Record list:

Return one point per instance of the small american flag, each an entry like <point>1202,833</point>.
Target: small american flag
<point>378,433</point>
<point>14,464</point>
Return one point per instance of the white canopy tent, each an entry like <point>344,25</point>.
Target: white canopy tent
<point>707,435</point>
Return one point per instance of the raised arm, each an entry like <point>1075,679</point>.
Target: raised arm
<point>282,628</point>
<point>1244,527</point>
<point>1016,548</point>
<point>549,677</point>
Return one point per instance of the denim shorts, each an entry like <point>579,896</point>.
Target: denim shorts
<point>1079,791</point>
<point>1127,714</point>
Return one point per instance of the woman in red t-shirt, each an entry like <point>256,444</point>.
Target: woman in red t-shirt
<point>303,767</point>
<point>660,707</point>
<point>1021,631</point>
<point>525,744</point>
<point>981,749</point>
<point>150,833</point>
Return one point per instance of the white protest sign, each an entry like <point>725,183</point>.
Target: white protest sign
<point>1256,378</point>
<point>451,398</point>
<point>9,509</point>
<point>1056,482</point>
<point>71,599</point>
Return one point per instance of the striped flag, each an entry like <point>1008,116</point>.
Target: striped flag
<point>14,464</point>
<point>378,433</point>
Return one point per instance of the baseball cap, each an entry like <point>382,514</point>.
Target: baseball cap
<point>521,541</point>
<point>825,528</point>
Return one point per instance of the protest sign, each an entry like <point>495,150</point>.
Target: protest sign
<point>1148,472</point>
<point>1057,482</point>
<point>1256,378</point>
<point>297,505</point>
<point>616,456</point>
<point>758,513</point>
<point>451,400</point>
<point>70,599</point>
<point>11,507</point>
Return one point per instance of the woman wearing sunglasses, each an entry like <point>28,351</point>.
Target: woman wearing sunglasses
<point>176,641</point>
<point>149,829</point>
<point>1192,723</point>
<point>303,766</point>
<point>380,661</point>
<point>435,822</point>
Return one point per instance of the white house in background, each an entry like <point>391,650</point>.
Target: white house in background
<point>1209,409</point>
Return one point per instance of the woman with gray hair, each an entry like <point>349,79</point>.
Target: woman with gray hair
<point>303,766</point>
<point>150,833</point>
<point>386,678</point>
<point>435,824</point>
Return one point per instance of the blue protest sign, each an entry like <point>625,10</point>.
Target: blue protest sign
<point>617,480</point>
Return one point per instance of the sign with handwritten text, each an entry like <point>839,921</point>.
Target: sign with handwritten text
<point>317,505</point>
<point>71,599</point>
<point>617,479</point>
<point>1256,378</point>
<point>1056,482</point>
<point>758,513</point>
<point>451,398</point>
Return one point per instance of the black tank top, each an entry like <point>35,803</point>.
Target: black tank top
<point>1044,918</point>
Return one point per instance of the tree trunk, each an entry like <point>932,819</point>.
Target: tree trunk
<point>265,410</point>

...

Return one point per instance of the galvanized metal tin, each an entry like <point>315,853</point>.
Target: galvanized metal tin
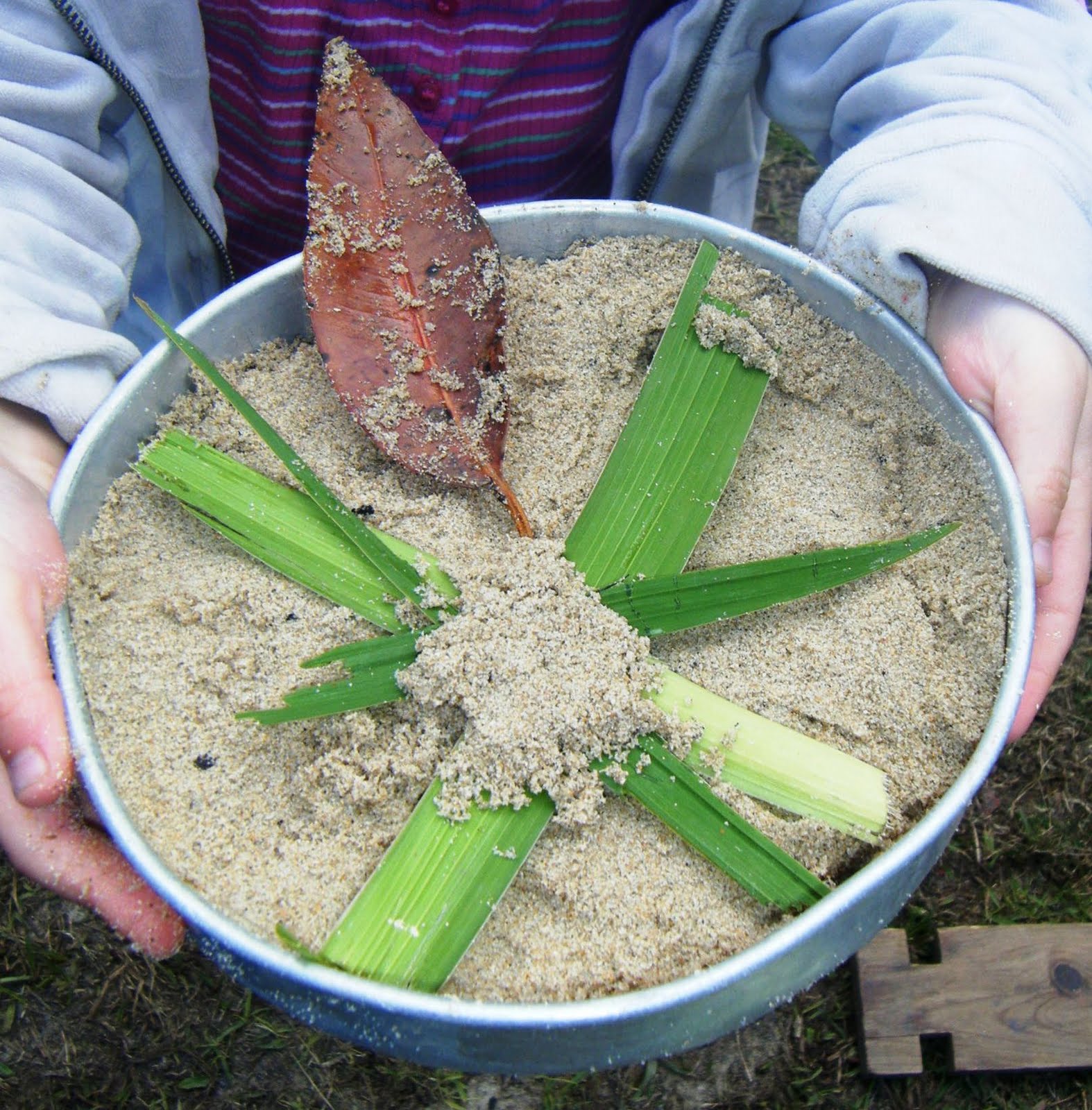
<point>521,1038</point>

--

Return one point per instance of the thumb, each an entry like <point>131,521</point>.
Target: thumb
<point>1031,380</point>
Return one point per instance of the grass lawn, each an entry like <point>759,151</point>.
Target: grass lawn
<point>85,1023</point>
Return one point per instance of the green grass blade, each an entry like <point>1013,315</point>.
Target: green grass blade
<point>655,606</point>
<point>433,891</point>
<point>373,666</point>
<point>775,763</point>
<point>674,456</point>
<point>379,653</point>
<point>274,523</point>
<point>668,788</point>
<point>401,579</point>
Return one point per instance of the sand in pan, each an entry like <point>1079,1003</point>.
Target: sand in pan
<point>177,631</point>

Task to carry out: Reproduce the records from the line that contains "Return one point per instance of the woman with" through the line that contains "<point>435,824</point>", substituting "white hair" for each "gray hair" and leaving everything else unchanged.

Exercise response:
Return one point per instance of the woman with white hair, each an entry like <point>349,79</point>.
Target: woman with white hair
<point>303,766</point>
<point>150,833</point>
<point>386,678</point>
<point>435,824</point>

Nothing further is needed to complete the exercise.